## Work to be completed
Starting at the line with "Find the player's knee", transcribe each line through the final one, both included, and add nothing.
##### Data records #####
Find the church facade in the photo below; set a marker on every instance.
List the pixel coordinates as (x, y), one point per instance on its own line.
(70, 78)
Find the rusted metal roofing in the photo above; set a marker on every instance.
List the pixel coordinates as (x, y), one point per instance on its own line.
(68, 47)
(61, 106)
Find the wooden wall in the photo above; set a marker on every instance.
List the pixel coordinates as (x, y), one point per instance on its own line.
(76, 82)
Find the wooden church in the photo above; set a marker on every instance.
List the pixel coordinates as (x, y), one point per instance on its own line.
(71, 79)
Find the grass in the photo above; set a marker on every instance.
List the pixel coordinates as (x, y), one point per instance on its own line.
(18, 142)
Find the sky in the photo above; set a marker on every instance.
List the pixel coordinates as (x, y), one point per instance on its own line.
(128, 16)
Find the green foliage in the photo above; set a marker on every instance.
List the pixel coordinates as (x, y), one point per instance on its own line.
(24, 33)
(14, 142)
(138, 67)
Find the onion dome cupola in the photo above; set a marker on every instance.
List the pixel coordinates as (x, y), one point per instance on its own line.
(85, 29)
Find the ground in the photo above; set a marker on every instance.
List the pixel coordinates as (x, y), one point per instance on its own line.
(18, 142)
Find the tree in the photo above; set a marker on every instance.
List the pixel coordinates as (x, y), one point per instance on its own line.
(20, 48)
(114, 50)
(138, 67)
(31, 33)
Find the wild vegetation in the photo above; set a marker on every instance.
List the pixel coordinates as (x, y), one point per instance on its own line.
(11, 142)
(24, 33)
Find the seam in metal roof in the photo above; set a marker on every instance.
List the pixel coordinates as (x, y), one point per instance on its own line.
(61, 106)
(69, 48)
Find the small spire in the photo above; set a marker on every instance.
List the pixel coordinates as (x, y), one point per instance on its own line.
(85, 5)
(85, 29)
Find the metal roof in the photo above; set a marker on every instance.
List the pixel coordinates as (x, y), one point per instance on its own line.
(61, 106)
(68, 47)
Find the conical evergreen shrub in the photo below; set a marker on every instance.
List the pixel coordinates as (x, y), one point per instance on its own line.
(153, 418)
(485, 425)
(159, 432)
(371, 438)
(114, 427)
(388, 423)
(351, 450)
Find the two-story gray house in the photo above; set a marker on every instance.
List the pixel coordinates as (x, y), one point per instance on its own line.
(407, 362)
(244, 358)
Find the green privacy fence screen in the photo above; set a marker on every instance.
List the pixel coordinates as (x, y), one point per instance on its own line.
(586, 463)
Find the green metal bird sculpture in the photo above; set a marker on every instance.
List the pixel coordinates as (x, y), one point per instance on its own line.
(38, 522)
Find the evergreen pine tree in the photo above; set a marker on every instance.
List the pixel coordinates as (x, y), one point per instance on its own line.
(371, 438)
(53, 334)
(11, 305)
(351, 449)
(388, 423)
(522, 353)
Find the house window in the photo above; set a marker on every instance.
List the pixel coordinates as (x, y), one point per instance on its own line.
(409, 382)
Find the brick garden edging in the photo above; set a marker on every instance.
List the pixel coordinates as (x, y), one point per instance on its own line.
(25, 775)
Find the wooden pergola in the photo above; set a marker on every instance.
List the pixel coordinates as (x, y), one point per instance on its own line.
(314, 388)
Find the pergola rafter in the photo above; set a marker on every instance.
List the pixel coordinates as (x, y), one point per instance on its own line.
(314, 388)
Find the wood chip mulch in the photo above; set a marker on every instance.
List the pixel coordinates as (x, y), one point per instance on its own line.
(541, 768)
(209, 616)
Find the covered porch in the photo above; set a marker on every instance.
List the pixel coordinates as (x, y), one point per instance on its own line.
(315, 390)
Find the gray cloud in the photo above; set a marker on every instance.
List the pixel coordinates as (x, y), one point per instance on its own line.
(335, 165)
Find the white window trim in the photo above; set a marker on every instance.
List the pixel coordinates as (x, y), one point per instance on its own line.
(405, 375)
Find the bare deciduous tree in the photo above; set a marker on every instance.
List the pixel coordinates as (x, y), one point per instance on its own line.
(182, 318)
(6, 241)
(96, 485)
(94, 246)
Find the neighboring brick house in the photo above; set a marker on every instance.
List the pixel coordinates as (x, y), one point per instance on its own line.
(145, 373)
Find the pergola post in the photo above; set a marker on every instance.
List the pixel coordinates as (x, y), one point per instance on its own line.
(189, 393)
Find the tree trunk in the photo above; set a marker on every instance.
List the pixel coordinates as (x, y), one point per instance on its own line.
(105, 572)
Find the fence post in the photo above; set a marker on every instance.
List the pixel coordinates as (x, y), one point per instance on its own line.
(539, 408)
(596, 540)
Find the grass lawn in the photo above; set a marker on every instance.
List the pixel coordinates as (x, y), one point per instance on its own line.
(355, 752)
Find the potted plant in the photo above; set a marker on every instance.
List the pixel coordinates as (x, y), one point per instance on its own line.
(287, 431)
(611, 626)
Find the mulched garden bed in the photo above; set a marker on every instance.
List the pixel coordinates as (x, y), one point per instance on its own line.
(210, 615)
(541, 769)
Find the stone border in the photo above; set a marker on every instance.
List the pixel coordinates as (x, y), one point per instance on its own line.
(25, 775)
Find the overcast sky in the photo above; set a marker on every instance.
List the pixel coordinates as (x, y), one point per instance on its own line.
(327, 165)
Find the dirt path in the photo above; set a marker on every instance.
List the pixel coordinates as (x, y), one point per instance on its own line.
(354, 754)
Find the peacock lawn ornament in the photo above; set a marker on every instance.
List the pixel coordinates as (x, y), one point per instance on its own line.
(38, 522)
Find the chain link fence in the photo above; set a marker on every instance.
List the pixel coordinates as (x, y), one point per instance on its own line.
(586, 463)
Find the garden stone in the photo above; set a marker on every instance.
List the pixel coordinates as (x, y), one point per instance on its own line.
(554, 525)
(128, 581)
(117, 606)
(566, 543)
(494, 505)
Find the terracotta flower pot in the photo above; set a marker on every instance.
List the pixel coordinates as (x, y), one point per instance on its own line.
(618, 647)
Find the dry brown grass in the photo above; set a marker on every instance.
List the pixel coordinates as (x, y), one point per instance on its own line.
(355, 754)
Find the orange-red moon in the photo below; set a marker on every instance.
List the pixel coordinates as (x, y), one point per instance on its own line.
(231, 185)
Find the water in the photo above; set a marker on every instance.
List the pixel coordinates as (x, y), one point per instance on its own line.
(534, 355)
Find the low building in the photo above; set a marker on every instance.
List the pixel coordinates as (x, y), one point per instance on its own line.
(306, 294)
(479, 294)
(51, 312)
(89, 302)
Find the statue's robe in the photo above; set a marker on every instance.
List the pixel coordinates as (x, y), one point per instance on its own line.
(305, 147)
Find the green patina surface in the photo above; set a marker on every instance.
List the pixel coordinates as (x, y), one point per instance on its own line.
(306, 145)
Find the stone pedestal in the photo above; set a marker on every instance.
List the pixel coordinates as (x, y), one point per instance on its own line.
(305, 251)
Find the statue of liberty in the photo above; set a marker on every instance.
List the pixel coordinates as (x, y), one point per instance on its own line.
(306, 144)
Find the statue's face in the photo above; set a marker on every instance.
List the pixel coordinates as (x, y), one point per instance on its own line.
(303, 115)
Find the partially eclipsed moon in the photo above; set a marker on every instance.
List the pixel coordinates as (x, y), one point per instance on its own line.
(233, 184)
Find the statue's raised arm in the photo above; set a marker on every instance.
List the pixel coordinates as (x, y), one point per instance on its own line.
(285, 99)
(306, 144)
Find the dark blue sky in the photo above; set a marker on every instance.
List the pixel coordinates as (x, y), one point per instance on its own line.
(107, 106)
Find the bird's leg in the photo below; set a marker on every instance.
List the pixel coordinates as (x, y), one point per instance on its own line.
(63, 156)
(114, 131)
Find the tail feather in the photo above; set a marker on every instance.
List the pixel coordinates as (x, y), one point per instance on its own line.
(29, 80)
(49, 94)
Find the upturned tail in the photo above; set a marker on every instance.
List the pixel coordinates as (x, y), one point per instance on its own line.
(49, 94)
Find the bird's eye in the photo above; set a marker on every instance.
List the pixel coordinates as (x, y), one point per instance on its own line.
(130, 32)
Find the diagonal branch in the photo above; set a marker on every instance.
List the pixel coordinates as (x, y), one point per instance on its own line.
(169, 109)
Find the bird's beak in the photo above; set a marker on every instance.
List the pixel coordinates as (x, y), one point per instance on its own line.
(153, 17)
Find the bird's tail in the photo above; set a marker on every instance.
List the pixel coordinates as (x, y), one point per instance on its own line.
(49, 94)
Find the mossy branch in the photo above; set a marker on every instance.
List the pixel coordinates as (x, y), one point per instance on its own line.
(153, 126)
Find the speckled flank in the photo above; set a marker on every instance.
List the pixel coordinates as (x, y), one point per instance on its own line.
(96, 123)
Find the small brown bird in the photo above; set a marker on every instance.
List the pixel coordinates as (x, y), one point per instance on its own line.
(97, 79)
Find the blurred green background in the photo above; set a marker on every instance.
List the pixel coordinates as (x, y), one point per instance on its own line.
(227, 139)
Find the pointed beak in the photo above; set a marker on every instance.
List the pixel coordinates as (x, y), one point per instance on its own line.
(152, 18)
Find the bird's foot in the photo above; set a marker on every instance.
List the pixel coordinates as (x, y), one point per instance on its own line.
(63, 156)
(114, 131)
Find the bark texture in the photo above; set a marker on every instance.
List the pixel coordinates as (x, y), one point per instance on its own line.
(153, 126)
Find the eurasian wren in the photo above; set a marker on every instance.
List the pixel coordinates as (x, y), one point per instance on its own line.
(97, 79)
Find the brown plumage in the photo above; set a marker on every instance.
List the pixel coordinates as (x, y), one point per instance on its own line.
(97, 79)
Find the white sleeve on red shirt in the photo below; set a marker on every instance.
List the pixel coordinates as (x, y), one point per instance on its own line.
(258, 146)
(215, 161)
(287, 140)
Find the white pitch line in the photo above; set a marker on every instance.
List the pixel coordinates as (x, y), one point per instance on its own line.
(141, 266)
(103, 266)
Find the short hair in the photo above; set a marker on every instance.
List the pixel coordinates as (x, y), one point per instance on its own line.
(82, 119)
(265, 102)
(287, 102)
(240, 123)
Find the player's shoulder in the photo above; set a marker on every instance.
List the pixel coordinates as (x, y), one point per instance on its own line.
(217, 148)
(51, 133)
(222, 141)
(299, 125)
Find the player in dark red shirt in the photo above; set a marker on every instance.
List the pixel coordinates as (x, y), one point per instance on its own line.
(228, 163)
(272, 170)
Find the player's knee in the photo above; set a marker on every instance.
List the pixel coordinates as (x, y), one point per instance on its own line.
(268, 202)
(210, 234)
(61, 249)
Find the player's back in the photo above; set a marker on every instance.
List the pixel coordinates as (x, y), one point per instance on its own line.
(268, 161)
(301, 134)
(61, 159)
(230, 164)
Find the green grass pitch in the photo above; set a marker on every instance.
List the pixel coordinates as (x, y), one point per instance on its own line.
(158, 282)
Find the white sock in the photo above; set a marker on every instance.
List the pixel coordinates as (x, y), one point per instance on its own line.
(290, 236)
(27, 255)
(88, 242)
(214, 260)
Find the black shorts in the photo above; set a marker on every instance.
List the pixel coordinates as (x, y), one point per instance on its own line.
#####
## Result of this task
Find the player's knee in the photo above; set a marker on every instance.
List the pixel coordinates as (x, y), one point per instance on its own line.
(268, 202)
(210, 234)
(61, 249)
Find the player's back in the photo above; set a marker on every instance.
List the pixel coordinates as (x, y), one point per instance on its own line.
(268, 161)
(301, 134)
(61, 159)
(230, 164)
Find the green grass pitch in the photo above; set a marker on every instance.
List the pixel coordinates as (x, y), one point per instance on its own line.
(158, 282)
Find the white sock in the photo above; set a marker on every instance.
List the pixel coordinates as (x, y), one point per instance on its own line.
(290, 236)
(27, 255)
(88, 242)
(214, 260)
Find the black shorts in the photo above; set a marker on every instance.
List the pixel coordinates as (x, y), one point per instance on its own line.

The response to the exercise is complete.